▶ [WRITTEN EXERCISE A]
In the review of Idlewild, who directed the film?

▶ [DOCUMENT]
[start]

[Rating:2]
Director: Bryan Barber
Starring: André Benjamin, Big Boi (as Antwan A. Patton), Terrence Howard, Faizon Love, Cicely Tyson, Macy Gray, Ben Vereen, Patti LaBelle, Ving Rhames
Idlewild didn’t suck, but it was a disappointment. “I’m going to see the new Outkast musical” earned me some skeptical looks the afternoon before the screening. My reply was, “Hey, if it turns out the story and acting suck, it’s still a musical by Outkast — fusing hip-hop with ’30s jazz. So the music and the production numbers will make it worthwhile.”
I was wrong. The lackluster story and acting were all right, but not enough to keep the screening audience — imported by the local urban/hip-hop radio station — interested. And the musical aspect was a crushing disappointment. Who would’ve thought Outkast would fail to deliver enough music in their cinema debut? Worse, the first real production number — and three songs total, by my count — were lifted off their previous album, the enormous smash (from 2003!) “Speakerboxx/The Love Below.”
The production numbers were barely worthy of the name, and looked low-budget and half-assed. The plot was predictable and morose. Much as in their musical output, Outkast duo Andre 3000 and Big Boi (credited for the film by their real names, Andre Benjamin and Antwan Patton) pursue largely separate plot lines, and nothing in the film ever catches on fire or generates much enthusiasm, on screen or in the audience.

[end]

Region labeling items:

[start]

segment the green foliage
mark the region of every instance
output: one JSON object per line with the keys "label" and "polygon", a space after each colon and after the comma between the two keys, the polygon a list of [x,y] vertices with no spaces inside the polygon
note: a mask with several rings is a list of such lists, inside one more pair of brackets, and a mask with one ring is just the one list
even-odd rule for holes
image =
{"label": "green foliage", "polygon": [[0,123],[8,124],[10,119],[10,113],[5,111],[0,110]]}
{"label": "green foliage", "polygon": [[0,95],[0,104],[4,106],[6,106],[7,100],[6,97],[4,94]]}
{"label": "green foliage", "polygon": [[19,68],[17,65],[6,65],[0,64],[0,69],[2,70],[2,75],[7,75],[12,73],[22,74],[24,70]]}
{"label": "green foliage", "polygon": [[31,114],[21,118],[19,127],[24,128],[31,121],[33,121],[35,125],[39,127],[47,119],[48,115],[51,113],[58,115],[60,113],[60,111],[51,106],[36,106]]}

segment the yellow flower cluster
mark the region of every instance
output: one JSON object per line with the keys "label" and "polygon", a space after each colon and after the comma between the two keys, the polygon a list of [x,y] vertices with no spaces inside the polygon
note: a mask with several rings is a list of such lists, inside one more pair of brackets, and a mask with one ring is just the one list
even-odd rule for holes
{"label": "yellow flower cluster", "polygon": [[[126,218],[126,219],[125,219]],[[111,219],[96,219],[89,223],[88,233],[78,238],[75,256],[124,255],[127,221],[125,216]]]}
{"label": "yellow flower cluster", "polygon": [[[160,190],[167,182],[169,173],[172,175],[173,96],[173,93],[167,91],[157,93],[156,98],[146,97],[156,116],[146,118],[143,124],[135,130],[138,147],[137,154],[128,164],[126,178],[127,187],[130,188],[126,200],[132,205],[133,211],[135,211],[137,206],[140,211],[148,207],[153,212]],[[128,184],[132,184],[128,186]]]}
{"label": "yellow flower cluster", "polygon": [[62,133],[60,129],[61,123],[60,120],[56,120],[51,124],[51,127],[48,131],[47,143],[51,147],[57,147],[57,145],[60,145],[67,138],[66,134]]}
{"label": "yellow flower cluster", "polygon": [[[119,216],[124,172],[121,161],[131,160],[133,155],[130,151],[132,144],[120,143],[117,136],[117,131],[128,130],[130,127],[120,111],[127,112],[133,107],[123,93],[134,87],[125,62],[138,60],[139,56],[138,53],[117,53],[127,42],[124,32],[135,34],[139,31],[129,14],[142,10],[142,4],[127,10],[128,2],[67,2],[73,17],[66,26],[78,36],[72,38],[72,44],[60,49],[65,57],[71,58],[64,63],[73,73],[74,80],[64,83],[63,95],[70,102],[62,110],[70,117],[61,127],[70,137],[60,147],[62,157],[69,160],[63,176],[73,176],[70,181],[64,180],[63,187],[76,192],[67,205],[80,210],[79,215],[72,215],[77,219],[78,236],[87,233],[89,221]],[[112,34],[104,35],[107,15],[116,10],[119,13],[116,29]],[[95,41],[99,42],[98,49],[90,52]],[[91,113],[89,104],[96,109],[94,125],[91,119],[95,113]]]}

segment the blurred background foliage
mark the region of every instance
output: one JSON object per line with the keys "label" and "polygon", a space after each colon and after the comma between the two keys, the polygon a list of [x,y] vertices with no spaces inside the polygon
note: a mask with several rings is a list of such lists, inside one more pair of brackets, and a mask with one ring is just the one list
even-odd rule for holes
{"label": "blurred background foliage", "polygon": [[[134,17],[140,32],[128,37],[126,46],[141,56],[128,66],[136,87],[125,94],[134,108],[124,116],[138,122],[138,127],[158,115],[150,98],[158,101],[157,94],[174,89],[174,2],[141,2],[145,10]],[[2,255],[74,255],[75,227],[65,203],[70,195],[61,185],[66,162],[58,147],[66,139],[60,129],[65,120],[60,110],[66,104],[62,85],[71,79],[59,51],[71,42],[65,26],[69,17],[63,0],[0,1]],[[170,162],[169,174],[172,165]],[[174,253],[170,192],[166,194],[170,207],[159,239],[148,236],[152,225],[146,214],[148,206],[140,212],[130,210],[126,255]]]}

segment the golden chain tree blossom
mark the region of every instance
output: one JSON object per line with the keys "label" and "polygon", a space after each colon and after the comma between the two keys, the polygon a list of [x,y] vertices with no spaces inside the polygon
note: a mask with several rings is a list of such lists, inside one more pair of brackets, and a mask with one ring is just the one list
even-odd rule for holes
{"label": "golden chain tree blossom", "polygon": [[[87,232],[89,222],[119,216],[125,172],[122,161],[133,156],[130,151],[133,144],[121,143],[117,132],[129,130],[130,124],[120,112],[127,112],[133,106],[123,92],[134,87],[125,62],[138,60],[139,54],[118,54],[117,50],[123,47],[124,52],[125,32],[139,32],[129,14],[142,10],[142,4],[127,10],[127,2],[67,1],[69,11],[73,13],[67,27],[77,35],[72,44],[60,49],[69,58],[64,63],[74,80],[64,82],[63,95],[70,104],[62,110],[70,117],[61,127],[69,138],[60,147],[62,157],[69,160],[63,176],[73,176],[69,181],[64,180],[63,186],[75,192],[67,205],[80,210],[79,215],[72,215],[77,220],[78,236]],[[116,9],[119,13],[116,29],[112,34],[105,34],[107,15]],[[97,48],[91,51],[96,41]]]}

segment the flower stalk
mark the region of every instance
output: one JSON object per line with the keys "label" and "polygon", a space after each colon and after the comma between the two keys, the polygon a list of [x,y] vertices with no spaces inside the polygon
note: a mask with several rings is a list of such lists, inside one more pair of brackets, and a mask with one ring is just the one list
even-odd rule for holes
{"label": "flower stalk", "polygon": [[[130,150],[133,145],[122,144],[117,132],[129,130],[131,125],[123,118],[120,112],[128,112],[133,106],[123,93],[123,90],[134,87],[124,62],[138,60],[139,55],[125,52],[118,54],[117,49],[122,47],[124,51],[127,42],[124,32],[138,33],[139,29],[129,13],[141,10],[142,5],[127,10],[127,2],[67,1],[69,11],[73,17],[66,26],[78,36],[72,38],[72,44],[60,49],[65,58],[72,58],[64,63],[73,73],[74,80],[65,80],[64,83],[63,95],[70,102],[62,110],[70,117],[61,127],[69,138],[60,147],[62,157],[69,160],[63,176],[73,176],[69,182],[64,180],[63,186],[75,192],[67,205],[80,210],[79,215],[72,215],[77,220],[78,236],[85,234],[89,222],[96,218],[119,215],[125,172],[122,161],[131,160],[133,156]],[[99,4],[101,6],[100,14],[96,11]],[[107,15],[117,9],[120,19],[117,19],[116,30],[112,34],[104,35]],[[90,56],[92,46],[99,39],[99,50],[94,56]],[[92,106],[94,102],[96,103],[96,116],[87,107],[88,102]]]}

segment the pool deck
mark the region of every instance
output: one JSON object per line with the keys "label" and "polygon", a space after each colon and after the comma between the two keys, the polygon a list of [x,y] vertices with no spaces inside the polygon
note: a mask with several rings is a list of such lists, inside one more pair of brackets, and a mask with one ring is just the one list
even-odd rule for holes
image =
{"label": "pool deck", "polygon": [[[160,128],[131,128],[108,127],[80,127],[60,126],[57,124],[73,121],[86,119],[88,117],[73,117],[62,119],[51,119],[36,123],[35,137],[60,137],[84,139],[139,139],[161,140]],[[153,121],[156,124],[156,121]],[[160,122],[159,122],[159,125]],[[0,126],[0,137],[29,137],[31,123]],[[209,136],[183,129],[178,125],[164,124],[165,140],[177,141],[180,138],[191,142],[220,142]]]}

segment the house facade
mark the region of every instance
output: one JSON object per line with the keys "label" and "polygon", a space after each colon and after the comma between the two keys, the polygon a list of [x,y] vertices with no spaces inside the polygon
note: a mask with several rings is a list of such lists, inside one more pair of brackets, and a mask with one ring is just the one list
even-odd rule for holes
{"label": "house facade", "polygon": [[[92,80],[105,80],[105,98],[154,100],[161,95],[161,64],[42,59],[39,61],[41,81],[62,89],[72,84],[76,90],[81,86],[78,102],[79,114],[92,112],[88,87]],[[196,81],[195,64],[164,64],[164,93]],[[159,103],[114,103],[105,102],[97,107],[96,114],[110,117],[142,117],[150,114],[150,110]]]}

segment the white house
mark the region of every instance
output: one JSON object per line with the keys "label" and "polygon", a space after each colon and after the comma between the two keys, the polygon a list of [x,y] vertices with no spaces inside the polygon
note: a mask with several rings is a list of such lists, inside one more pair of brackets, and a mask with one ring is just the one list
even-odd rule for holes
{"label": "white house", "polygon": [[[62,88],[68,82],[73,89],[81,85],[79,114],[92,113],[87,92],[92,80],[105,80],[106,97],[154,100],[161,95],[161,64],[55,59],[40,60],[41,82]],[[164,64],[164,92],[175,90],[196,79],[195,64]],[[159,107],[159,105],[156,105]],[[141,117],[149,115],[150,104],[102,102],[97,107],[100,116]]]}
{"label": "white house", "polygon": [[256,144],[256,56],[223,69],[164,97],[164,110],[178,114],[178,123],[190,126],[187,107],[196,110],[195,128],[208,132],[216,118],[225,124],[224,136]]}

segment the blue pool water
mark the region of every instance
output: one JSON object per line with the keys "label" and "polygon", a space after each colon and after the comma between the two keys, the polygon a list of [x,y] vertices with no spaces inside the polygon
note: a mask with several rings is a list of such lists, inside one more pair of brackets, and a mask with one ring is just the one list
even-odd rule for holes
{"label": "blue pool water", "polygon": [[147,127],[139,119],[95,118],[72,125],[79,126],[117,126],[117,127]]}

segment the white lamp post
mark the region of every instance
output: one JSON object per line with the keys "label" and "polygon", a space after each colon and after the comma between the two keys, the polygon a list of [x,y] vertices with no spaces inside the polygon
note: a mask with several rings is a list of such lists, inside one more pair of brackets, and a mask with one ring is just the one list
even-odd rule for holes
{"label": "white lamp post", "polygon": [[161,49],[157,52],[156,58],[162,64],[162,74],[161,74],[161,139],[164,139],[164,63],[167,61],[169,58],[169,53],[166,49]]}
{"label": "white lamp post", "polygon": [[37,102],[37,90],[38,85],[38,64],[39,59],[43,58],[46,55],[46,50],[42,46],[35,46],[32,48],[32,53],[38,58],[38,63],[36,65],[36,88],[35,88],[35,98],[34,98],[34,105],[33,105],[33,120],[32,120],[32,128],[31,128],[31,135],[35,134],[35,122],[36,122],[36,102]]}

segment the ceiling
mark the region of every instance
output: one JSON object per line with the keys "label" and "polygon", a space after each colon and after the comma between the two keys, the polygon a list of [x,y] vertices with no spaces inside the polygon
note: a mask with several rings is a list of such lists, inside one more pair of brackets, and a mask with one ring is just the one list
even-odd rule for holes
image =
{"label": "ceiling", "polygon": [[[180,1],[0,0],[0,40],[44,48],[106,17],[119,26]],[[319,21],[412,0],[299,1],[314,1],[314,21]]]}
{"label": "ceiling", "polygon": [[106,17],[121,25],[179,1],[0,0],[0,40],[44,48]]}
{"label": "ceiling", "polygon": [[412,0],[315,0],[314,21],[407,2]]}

[end]

▶ [WRITTEN EXERCISE B]
Extract, unchanged, the lines of the records from the line containing "segment the ceiling" through the final line of the records.

▶ [RESPONSE A]
Bryan Barber

▶ [RESPONSE B]
segment the ceiling
mark the region of every instance
output: one JSON object per line with the keys "label" and "polygon", a space after each colon and after the comma between the two keys, the polygon a list of [x,y] vertices with no spaces inside the polygon
note: a mask with several rings is a list of such lists, inside one more pair of brackets, and a mask with one ring is just the one list
even-odd rule for holes
image =
{"label": "ceiling", "polygon": [[[180,1],[0,0],[0,40],[44,48],[106,17],[119,26]],[[319,21],[412,0],[299,1],[314,1],[314,21]]]}
{"label": "ceiling", "polygon": [[106,17],[121,25],[179,1],[0,0],[0,40],[44,48]]}
{"label": "ceiling", "polygon": [[412,0],[315,0],[314,21],[407,2]]}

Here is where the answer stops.